Stored data entries
┄┄┄┄┄┄┄┄┄┄┄┄┄┄┄┄┄┄┄┄

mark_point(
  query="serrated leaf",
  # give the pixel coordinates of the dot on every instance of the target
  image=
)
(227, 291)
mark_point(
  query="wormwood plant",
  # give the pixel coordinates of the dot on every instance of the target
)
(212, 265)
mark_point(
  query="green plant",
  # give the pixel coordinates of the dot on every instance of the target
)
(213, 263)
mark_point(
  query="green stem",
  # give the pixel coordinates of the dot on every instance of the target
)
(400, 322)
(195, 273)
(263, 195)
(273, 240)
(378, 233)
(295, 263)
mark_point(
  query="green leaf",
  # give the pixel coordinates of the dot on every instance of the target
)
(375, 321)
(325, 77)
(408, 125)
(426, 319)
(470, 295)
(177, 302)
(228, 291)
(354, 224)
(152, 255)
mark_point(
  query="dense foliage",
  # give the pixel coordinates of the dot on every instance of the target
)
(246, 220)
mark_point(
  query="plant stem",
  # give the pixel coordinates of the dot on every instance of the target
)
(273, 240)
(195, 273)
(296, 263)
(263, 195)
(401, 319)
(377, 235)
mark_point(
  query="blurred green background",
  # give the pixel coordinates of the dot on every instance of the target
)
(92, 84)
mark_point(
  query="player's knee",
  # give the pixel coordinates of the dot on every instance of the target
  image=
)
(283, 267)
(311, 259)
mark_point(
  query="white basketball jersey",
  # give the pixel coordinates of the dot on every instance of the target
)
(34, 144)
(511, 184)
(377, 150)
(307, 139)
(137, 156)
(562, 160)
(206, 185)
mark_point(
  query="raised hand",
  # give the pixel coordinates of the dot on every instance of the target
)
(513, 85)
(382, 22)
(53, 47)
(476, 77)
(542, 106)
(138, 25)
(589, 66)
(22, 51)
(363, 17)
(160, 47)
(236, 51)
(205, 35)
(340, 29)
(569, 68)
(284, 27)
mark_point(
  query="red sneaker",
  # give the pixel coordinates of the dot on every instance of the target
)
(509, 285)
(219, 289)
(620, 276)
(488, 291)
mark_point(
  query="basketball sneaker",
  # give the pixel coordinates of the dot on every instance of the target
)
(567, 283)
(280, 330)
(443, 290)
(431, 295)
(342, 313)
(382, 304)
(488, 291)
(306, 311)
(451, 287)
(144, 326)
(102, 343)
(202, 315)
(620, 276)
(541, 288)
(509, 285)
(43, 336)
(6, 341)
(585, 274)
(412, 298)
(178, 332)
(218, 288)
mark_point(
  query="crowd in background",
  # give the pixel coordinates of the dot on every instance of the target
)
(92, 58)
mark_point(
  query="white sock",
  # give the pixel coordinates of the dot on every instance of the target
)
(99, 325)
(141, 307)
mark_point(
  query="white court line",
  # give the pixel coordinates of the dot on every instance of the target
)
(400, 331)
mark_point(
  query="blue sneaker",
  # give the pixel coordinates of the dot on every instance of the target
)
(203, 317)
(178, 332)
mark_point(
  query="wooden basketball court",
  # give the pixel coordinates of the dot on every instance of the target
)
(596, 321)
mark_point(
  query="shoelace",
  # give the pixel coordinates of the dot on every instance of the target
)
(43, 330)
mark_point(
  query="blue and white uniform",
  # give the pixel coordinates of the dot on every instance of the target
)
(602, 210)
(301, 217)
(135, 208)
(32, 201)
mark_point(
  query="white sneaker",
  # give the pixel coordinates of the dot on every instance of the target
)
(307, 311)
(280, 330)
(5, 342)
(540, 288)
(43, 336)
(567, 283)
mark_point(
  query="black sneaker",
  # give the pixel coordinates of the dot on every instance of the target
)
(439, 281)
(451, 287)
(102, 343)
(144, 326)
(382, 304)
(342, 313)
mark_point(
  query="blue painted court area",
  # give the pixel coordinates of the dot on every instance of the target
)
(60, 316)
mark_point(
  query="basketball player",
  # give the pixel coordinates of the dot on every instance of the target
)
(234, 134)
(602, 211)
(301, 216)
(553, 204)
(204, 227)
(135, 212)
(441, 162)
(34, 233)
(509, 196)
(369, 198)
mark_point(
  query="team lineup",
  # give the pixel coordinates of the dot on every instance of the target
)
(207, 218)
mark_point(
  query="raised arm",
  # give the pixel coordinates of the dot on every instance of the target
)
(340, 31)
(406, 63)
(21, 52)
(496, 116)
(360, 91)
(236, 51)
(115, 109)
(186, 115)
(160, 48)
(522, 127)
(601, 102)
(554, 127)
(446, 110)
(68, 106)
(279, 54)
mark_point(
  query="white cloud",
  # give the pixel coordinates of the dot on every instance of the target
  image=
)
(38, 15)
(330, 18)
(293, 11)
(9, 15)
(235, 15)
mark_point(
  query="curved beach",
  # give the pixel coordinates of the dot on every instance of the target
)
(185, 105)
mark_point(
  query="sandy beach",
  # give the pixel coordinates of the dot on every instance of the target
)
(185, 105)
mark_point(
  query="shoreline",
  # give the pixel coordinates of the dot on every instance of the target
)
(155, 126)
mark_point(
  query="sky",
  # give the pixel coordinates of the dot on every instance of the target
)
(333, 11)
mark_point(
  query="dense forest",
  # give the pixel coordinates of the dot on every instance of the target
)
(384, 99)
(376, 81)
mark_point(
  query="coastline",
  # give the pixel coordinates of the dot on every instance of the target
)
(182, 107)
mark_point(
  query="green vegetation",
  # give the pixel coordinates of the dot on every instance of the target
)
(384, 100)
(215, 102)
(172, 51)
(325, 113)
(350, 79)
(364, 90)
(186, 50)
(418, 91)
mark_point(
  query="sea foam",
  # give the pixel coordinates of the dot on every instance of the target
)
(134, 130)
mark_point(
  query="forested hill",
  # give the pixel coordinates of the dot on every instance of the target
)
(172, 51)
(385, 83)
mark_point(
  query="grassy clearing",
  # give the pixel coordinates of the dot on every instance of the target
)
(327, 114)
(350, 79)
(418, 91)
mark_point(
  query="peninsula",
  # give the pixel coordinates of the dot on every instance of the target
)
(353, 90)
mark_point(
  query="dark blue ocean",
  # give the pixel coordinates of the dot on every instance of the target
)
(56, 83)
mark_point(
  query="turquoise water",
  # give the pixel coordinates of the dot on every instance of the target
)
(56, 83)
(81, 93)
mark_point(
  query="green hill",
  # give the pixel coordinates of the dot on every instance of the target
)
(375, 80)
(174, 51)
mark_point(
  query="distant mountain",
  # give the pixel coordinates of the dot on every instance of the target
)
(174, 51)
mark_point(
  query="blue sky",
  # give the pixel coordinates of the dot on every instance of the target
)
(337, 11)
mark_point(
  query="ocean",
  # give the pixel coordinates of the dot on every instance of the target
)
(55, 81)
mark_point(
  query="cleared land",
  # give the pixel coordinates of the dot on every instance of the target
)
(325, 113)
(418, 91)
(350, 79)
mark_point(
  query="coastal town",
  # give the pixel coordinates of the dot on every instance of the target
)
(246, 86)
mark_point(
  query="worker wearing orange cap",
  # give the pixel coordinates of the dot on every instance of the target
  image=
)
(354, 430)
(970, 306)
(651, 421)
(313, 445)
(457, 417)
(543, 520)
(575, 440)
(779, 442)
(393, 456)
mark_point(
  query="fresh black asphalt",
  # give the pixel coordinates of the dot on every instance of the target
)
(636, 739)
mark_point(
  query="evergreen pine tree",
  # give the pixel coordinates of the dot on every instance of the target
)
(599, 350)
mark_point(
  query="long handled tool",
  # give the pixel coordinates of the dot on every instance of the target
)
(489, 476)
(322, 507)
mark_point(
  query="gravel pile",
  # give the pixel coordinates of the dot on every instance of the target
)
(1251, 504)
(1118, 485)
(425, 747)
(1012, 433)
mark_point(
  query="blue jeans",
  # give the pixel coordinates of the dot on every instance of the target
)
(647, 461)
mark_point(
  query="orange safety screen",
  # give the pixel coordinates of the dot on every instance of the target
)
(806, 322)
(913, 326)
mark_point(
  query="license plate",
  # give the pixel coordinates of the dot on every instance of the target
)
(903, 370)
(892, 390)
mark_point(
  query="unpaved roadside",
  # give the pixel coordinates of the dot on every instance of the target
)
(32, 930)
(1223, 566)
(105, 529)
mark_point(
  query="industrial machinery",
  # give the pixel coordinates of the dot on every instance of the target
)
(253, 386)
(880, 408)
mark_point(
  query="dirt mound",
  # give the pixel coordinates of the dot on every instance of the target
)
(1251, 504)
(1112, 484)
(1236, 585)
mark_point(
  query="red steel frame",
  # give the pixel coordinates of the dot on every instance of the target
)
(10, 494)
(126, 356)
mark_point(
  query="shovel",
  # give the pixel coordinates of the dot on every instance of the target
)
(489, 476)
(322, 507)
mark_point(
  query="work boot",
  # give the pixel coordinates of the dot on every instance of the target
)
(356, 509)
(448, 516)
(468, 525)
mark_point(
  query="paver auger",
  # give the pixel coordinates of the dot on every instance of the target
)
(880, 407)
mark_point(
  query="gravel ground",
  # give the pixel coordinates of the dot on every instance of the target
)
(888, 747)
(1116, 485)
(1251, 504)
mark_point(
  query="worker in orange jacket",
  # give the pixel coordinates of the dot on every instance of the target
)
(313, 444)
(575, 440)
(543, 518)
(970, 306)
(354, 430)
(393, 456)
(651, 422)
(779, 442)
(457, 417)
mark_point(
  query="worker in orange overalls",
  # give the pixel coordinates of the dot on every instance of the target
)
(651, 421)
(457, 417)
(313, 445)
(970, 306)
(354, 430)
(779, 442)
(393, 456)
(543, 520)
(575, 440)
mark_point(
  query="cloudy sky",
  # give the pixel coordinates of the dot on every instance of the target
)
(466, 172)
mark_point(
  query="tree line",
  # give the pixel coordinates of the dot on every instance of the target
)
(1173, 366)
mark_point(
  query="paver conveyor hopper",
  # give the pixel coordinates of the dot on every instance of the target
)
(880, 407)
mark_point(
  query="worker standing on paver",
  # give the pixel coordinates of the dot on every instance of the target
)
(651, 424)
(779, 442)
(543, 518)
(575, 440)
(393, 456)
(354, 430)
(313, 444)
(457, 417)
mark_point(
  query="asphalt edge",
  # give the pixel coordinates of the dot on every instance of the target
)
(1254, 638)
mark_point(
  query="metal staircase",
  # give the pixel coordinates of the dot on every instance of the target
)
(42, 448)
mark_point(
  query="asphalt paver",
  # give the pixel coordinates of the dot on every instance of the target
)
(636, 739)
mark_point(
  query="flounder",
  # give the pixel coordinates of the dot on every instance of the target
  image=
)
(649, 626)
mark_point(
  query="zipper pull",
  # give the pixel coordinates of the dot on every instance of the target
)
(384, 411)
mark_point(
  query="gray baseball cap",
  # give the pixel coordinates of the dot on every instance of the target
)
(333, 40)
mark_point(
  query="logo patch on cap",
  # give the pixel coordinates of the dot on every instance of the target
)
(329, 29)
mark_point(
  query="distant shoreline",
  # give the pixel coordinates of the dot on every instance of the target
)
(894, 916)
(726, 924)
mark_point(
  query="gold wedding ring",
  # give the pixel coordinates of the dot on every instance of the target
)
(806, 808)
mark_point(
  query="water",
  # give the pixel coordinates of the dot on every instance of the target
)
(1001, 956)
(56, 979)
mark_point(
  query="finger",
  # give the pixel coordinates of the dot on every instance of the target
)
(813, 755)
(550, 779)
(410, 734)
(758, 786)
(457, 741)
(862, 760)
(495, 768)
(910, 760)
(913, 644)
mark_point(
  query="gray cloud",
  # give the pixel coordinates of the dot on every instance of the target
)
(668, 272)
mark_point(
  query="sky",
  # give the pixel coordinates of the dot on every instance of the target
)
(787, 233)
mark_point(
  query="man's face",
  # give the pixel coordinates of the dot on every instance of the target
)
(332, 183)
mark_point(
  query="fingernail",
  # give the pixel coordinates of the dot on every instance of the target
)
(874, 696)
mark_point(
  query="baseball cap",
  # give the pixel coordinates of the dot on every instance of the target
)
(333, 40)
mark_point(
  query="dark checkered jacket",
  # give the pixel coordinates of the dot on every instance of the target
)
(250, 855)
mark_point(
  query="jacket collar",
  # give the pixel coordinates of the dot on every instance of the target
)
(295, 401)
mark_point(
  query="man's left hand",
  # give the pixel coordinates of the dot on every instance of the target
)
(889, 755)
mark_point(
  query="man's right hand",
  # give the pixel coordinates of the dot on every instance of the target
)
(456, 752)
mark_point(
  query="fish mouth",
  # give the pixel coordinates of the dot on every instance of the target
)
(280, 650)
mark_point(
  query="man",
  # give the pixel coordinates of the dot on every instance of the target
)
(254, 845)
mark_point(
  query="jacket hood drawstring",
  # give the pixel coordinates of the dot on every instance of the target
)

┄┄┄┄┄┄┄┄┄┄┄┄┄┄┄┄┄┄┄┄

Goal of the exercise. Whenever a line of the data includes the word "gravel", show that line in full.

Solution.
  query="gravel pile",
  query="gravel ground",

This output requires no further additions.